## Problem to work on
Repeat every record exactly, but keep images out of the copy.
============
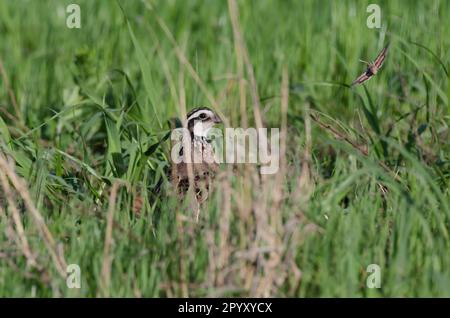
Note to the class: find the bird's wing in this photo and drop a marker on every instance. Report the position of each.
(381, 57)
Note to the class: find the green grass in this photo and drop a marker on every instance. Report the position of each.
(92, 110)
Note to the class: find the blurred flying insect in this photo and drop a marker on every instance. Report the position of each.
(372, 67)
============
## Answer for this exercise
Note to the class: find the bird's wing in this photo and drop a marker on every instance. Report the position of each.
(381, 57)
Note to the class: find the green grass in this photo and drop a marker on every instance. Report the position of each.
(92, 110)
Note to the class: find the blurred flying insect in this photo and drop a marker on every instance. Report the position of each.
(372, 67)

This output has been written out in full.